**What the task requires:** Give the count of lines in the entries below that contain the string "target", and only that count.

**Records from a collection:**
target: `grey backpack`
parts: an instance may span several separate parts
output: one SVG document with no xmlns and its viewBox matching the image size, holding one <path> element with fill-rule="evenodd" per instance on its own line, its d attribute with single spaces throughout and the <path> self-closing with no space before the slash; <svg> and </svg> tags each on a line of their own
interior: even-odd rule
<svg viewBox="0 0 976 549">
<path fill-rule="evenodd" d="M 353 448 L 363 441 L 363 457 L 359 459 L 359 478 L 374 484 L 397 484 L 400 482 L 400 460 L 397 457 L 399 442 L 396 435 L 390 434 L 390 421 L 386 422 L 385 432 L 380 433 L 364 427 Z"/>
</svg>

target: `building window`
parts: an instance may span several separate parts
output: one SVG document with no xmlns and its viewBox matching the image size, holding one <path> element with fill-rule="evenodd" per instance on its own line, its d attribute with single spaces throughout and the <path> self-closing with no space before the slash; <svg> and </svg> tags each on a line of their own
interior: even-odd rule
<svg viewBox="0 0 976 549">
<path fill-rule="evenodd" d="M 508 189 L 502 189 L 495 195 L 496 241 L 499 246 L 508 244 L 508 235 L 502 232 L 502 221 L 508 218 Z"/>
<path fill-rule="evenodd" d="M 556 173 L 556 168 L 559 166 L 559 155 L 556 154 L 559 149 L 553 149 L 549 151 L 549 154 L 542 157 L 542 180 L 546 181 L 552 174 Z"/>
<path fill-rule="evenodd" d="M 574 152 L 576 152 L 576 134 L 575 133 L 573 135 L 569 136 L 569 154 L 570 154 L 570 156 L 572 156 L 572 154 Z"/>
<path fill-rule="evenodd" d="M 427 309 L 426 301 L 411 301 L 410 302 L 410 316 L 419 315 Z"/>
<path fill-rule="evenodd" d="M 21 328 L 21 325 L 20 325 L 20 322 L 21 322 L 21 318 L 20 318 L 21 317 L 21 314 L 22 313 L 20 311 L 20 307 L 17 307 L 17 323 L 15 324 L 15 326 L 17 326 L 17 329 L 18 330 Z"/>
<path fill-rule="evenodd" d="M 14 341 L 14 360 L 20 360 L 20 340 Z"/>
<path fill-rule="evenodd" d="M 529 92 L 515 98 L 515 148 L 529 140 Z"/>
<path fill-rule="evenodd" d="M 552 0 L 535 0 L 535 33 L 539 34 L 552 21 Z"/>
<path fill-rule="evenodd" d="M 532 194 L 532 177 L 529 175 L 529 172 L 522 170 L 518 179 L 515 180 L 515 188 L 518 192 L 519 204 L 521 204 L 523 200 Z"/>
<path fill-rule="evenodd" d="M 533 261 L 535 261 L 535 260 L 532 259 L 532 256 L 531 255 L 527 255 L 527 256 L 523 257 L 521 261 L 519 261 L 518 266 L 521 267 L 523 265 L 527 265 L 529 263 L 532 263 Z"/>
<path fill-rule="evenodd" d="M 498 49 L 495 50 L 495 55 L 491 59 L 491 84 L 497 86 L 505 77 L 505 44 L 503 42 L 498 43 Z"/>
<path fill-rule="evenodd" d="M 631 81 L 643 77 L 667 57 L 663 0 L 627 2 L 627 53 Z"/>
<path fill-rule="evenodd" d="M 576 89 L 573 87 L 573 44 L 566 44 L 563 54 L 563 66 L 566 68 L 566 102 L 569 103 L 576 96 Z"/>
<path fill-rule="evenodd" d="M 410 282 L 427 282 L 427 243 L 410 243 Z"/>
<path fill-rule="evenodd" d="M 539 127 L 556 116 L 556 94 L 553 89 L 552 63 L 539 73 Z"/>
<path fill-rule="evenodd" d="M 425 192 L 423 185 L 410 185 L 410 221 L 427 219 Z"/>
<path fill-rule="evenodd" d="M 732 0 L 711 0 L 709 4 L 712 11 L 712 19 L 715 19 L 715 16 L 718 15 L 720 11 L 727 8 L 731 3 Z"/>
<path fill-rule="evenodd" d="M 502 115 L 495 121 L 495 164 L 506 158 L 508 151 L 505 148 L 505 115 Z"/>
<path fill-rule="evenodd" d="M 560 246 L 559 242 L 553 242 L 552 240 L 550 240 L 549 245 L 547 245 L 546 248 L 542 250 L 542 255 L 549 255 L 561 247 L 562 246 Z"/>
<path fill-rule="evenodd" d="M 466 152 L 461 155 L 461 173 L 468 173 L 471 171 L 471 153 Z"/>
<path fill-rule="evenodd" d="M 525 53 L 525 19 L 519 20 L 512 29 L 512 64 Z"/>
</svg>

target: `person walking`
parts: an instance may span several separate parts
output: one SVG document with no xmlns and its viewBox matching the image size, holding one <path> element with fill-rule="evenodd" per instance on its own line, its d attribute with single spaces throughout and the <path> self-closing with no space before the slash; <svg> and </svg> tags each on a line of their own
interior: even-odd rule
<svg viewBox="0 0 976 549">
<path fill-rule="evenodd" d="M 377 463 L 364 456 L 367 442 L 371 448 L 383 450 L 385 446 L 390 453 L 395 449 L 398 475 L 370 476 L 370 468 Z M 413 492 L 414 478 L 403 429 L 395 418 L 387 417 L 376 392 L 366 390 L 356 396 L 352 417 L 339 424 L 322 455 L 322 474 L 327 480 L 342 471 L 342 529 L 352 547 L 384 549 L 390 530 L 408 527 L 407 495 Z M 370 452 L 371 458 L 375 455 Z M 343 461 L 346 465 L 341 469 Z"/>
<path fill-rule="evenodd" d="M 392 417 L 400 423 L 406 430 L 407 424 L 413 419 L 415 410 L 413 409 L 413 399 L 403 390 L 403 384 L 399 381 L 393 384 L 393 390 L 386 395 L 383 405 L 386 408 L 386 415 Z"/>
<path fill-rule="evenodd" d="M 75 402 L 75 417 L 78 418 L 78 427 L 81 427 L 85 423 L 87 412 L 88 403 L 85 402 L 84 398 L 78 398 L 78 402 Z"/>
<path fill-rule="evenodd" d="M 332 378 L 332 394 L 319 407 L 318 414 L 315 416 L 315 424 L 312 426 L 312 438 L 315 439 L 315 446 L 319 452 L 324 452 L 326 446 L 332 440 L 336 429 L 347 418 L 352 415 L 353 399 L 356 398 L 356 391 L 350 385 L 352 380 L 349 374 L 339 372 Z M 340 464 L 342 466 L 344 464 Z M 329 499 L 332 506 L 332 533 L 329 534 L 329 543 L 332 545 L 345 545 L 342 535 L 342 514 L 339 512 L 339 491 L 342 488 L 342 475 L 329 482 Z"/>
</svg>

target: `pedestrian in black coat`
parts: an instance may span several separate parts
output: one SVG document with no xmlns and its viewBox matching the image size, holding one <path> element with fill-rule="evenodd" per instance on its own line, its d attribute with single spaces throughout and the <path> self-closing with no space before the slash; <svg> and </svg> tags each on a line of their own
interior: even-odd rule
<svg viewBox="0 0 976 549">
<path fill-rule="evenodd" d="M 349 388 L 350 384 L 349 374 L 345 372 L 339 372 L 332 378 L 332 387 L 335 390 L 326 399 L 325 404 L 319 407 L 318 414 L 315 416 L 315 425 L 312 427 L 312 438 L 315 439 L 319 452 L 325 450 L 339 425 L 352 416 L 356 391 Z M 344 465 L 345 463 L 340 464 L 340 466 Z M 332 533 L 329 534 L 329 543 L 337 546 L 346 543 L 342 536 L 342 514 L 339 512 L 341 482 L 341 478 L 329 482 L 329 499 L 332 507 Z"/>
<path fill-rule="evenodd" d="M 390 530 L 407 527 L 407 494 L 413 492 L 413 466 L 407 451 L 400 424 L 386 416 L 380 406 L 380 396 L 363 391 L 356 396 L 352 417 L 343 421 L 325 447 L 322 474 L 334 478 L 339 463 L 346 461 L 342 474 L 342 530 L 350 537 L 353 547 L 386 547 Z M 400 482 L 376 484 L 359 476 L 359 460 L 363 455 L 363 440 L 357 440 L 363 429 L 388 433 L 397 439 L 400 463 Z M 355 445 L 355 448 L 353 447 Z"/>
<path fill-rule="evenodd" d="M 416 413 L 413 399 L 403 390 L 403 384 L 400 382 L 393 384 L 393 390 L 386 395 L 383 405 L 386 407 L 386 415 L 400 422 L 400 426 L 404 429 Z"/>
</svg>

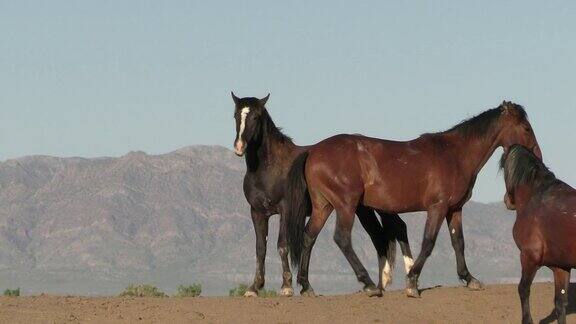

**Answer section:** 4